WHAT IS EXPECTED:
Exactly the lines from the opening of the data through the line containing "Return one point per instance of the dirt" should be reproduced, please, with nothing added.

Region pointing data:

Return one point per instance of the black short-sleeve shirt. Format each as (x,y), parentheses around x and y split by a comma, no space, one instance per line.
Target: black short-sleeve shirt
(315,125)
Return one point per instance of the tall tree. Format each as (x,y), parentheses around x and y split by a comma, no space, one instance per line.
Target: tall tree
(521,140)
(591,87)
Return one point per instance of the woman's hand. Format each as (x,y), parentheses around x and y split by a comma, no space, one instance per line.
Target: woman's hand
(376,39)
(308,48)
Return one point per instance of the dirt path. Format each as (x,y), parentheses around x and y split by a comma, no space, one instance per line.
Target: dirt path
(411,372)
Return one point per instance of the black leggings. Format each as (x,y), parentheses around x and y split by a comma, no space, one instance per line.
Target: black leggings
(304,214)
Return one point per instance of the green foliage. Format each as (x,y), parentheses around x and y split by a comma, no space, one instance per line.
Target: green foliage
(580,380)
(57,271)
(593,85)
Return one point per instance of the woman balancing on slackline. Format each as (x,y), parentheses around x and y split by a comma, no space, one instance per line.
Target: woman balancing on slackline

TASK RESULT:
Return one point per instance of the black short-sleeve shirt. Format each as (x,y), parentheses around x and y split by a comma, no space, one instance per line.
Target: black short-sleeve shirt
(315,125)
Return one point per instance of the tall tree. Format each as (x,y), parentheses around x and y split by a comma, no space, one instance per line.
Target: tall tree
(521,140)
(591,87)
Return one point per instance of the woman's hand. Format each as (x,y), parentheses around x and y split by a comma, no space, one instance per line.
Target: woman's hand
(376,39)
(308,48)
Return one point per instance of the dirt path. Format each as (x,y), parentheses around x and y split by a comma, no space, one instance per line.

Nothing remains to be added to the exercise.